--- start ROWS ---

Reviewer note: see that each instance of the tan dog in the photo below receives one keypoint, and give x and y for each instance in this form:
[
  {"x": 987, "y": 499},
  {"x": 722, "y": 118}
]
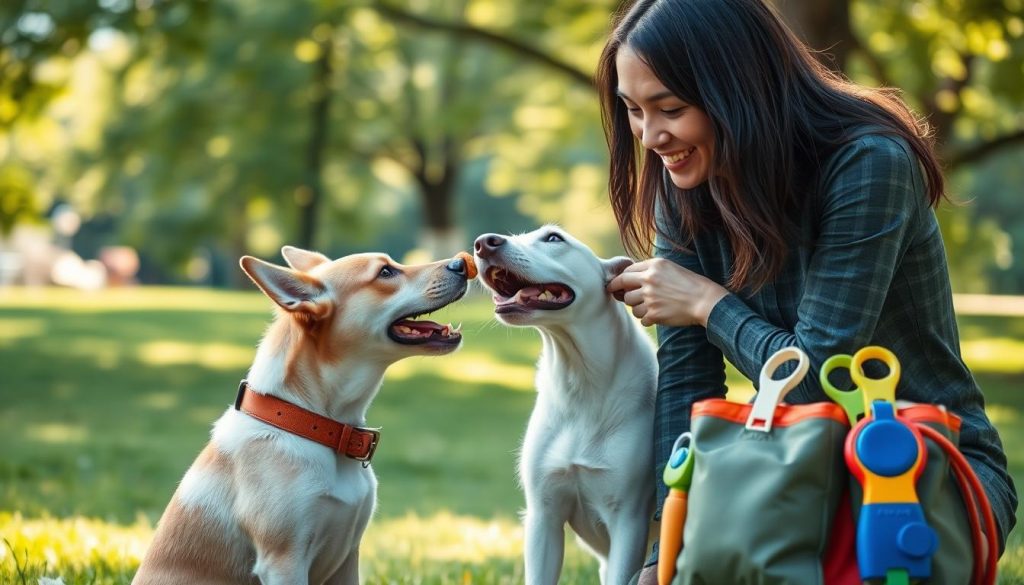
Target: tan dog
[{"x": 262, "y": 504}]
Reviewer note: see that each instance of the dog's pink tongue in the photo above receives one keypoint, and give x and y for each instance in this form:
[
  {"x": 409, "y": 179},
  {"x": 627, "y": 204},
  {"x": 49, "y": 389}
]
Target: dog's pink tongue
[{"x": 519, "y": 298}]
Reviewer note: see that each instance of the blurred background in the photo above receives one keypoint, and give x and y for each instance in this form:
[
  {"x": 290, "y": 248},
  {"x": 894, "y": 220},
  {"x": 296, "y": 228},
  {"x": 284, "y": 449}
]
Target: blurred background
[
  {"x": 164, "y": 139},
  {"x": 145, "y": 144}
]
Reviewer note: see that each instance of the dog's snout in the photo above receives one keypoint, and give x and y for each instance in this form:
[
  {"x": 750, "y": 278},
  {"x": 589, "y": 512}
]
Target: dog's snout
[
  {"x": 486, "y": 245},
  {"x": 458, "y": 265}
]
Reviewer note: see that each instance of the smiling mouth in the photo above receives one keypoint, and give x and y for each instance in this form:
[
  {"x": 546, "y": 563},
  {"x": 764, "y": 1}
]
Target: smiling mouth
[
  {"x": 677, "y": 157},
  {"x": 514, "y": 294}
]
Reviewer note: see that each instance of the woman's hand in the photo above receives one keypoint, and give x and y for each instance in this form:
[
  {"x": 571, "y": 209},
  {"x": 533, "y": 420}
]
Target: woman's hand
[{"x": 662, "y": 292}]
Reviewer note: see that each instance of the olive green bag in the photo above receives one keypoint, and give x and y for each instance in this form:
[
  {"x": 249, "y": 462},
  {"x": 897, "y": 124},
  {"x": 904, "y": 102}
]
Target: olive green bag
[
  {"x": 761, "y": 503},
  {"x": 769, "y": 497}
]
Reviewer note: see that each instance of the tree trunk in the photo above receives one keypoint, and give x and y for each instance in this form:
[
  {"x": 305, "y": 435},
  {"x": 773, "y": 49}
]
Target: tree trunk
[{"x": 310, "y": 194}]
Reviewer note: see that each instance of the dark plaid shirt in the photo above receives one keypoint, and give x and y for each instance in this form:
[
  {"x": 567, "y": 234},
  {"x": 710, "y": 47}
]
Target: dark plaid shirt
[{"x": 873, "y": 273}]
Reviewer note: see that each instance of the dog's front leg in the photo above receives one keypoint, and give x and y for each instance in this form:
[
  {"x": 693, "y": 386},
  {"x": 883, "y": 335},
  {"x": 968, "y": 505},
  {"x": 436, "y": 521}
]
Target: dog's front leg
[
  {"x": 281, "y": 569},
  {"x": 629, "y": 541},
  {"x": 348, "y": 573},
  {"x": 545, "y": 535}
]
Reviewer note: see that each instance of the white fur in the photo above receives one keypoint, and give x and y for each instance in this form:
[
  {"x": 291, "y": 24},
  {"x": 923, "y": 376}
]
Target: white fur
[
  {"x": 260, "y": 504},
  {"x": 588, "y": 454}
]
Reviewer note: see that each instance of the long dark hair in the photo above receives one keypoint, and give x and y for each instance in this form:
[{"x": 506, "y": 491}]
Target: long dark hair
[{"x": 776, "y": 114}]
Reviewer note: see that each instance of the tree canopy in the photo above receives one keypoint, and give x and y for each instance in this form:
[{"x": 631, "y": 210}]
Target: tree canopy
[{"x": 238, "y": 126}]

--- end ROWS ---

● **GIVEN PROBLEM**
Quote word for word the lines starting at the one that contains "Reviewer note: see that each instance of the long" and ending with the last line, including both of those lines.

● **COMPLETED EXERCISE**
Reviewer note: see that each instance of the long dark hair in the photo above receives one keypoint, and give x and y for each instance in this form:
[{"x": 506, "y": 491}]
Target: long dark hair
[{"x": 776, "y": 114}]
Reviewer note: see that each instance of the tree canopy in the photo above receives one keypoint, and give x and y for each instance in this form:
[{"x": 631, "y": 210}]
Target: tree canopy
[{"x": 238, "y": 126}]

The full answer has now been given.